■ **TAREFAS E EXERCÍCIOS**
A - No relato sobre o parto de lótus, em que dia o cordão de Maya caiu?
B - Escreva a continuação do relato sobre o parto de lótus, começando depois da última frase apresentada.

■ **TEXTO EM ESTUDO**

A vendedora argentina Estefania Alvarez, 31, que vive no Brasil há dois anos, ficou sabendo do parto de lótus pela equipe de parto domiciliar que contratou. “No começo, achei estranho, mas as enfermeiras explicaram como funcionava e eu e meu marido, Sidney, optamos por fazer, principalmente quando soubemos que o bebê ficaria mais tranquilo. De fato, isso aconteceu.” 

O cordão de Maya, hoje com um mês, caiu no quinto dia. Mas, segundo Estefania, manter a placenta exigiu cuidado, principalmente no momento do banho e da amamentação. Por causa disso, o casal só permitiu que as visitas pegassem o bebê no colo após o desligamento do cordão.

■ **Itens armazenados**
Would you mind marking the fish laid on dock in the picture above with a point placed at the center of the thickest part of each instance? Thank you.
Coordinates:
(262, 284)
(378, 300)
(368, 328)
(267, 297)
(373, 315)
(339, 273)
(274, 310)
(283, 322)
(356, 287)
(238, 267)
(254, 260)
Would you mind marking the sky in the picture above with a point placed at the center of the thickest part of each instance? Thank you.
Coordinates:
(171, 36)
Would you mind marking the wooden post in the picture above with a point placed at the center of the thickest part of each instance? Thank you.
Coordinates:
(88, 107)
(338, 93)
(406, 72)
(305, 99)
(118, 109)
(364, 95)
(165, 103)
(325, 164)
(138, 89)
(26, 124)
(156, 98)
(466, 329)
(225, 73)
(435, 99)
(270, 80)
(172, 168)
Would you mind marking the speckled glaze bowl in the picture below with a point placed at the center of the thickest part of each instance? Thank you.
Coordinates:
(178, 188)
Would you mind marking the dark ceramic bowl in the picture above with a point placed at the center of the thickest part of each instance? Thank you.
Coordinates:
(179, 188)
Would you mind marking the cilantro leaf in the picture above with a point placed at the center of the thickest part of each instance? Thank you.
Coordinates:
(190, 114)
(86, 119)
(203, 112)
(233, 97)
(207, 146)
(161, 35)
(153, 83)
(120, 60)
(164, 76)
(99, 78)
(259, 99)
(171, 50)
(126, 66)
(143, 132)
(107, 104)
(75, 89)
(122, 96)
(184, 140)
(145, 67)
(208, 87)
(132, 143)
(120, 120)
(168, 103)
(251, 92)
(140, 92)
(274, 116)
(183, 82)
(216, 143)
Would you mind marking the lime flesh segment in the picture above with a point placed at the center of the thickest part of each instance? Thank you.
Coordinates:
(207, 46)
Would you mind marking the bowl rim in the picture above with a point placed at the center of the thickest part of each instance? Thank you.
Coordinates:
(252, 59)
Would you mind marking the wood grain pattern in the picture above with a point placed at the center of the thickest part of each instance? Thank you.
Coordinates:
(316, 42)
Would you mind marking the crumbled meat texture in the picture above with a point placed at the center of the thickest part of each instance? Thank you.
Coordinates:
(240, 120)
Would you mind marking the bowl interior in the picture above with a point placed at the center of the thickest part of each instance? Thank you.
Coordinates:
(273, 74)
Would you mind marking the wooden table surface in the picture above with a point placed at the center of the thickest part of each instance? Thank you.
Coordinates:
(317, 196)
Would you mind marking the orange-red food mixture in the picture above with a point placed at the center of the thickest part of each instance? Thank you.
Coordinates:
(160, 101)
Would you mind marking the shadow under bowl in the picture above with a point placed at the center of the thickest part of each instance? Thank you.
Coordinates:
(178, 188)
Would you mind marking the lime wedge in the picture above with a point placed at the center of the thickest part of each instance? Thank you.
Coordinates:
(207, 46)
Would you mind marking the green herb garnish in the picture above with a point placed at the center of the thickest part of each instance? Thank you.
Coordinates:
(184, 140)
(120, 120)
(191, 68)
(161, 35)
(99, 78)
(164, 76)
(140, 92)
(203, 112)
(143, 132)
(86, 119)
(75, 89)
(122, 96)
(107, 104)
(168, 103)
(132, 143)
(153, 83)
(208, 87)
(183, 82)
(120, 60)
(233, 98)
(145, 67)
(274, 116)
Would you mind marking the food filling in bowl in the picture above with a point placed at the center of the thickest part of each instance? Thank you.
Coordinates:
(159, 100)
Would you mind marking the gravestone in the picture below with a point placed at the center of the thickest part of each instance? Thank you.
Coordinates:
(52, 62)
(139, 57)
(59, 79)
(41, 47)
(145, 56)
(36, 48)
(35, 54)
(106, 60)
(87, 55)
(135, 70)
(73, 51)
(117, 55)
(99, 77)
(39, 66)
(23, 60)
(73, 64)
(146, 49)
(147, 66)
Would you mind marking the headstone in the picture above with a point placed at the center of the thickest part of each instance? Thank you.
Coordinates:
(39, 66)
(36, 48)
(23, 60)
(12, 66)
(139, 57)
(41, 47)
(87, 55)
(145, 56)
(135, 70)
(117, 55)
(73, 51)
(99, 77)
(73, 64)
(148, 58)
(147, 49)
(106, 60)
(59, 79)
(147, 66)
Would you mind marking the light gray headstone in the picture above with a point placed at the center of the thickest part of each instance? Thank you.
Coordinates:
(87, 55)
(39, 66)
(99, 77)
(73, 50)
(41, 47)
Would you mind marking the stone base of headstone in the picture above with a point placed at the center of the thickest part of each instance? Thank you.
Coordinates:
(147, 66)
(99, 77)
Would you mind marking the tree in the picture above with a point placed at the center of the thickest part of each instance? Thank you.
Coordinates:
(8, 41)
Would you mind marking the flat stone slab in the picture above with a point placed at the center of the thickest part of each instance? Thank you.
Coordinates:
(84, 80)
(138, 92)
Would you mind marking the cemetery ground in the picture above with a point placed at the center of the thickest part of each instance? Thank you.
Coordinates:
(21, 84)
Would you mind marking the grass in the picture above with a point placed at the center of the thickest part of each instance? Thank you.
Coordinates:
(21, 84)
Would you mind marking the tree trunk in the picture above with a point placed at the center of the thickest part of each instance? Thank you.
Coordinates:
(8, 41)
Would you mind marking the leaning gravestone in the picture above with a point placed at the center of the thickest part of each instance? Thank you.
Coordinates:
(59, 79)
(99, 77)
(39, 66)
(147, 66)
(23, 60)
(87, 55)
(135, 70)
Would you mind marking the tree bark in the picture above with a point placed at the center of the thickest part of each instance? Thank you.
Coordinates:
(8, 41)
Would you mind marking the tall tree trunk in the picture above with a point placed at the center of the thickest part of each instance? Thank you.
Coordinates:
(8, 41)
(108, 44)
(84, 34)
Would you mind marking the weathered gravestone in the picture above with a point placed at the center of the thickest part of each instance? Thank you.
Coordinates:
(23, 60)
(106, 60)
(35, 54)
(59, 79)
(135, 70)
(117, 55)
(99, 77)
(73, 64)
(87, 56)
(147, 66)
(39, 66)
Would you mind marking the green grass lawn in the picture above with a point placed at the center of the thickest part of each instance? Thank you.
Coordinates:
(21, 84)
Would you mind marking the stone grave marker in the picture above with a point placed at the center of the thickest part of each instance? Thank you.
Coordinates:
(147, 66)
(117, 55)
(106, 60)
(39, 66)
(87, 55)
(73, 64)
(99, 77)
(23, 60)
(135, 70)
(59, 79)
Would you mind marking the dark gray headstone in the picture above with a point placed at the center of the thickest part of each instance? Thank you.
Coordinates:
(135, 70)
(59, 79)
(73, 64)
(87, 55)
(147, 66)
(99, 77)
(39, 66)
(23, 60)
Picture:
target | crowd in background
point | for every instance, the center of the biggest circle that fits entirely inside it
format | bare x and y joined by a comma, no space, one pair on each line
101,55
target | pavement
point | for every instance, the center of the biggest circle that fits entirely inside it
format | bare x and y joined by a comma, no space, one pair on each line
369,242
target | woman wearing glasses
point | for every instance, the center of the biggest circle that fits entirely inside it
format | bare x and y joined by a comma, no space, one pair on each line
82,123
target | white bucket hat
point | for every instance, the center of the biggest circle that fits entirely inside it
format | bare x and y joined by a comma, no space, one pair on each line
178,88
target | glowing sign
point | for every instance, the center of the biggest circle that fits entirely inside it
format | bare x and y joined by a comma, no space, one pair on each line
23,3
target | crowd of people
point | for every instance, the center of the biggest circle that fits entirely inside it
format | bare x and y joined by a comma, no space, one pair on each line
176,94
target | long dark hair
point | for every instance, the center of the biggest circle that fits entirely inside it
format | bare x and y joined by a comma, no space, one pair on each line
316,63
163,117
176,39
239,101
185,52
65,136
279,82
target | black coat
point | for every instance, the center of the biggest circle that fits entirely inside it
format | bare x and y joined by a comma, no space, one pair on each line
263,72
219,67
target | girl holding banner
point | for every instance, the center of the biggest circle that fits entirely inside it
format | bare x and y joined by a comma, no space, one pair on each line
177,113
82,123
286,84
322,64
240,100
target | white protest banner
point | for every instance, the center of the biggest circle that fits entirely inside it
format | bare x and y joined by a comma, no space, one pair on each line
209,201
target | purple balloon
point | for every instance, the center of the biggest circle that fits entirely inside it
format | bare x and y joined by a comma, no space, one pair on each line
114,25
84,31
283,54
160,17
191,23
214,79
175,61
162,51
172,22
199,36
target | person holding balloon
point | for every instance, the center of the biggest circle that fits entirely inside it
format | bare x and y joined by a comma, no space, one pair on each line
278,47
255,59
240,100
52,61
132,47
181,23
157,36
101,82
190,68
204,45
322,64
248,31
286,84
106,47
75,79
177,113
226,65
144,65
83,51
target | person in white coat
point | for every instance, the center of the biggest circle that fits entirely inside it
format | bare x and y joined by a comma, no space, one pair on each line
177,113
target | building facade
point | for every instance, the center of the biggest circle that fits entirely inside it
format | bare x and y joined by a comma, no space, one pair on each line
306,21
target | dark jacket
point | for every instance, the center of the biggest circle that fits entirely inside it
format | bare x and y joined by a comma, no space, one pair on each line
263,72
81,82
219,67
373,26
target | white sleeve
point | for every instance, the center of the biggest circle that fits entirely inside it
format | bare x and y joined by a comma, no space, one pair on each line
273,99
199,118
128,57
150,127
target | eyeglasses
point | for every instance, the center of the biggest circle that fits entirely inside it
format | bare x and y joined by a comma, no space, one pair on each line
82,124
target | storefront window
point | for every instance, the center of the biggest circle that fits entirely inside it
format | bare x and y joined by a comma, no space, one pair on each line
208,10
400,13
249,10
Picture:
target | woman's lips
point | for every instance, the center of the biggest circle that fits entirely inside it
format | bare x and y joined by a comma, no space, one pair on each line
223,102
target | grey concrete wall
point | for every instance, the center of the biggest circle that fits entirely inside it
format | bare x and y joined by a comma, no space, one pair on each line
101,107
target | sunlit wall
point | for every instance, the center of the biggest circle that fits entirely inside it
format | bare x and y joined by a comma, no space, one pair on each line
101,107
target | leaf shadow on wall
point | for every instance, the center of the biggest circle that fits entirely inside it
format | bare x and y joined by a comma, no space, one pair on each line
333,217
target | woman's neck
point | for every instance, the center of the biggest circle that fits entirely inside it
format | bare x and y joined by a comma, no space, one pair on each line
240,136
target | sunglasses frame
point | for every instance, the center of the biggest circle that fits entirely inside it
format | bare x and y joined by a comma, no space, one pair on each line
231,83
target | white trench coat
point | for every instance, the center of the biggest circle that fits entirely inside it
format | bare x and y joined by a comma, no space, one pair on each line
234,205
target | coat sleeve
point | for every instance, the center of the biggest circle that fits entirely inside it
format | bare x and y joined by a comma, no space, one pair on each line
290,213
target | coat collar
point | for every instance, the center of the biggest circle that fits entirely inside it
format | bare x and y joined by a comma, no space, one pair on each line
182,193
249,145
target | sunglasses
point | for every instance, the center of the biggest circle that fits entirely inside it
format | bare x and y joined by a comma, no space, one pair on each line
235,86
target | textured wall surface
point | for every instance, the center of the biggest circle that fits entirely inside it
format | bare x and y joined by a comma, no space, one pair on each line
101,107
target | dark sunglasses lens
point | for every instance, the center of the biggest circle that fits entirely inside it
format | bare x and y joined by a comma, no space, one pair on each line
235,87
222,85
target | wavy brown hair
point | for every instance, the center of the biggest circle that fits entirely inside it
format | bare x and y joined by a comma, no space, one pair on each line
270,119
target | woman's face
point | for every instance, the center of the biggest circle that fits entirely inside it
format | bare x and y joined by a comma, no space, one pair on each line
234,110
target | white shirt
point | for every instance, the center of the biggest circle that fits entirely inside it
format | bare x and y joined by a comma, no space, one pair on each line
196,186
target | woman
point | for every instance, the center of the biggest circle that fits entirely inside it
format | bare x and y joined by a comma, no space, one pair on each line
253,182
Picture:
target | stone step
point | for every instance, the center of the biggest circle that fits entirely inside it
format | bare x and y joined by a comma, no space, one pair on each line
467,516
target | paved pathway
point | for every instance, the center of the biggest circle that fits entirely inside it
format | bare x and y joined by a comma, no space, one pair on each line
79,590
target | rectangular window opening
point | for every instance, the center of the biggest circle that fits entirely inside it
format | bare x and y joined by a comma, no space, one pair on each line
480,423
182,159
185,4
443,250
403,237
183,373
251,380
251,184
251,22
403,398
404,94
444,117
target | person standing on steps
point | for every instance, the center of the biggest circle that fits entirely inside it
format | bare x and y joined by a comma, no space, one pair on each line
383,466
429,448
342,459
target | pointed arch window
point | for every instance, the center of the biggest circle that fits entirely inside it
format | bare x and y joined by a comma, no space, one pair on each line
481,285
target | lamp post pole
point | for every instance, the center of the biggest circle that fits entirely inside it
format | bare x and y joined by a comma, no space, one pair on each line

■ **RESPOSTAS POR TAREFA**
A - No quinto dia.

B -
Estefania cuida da placenta da filha Maya - Arquivo pessoal - Arquivo pessoal
Estefania cuida da placenta da filha, Maya
Imagem: Arquivo pessoal

Assim que souberam que esperavam o primeiro filho, a psicóloga Malu Monteiro, 38, de Lages (SC), e seu marido, Jair, iniciaram uma busca por formas mais naturais de realizar o parto. “Vimos alguns vídeos na internet e acabamos descobrindo o parto de lótus, que nos pareceu ideal”, afirma.

Joaquim nasceu há um mês, em um parto domiciliar de cócoras, e manteve-se ligado à placenta por quatro dias. “Ele mesmo decidiu se desconectar, enrolando o pé no cordão, foi bastante tranquilo.”

Durante esse período, Jair a ajudou nos cuidados da placenta, que recebeu camomila, hortelã, alecrim e sal grosso, além de flores. “Foi tudo muito prático, pois quando íamos trocar o bebê, cuidávamos também da placenta.” 

Para Malu, o maior benefício do parto de lótus foi espiritual. “Acreditamos que a placenta passe energia vital ao bebê.” Após o desligamento, a família fez um ritual de agradecimento, jogando a placenta no mar. “Foi maravilhoso e pretendo repetir no segundo filho.”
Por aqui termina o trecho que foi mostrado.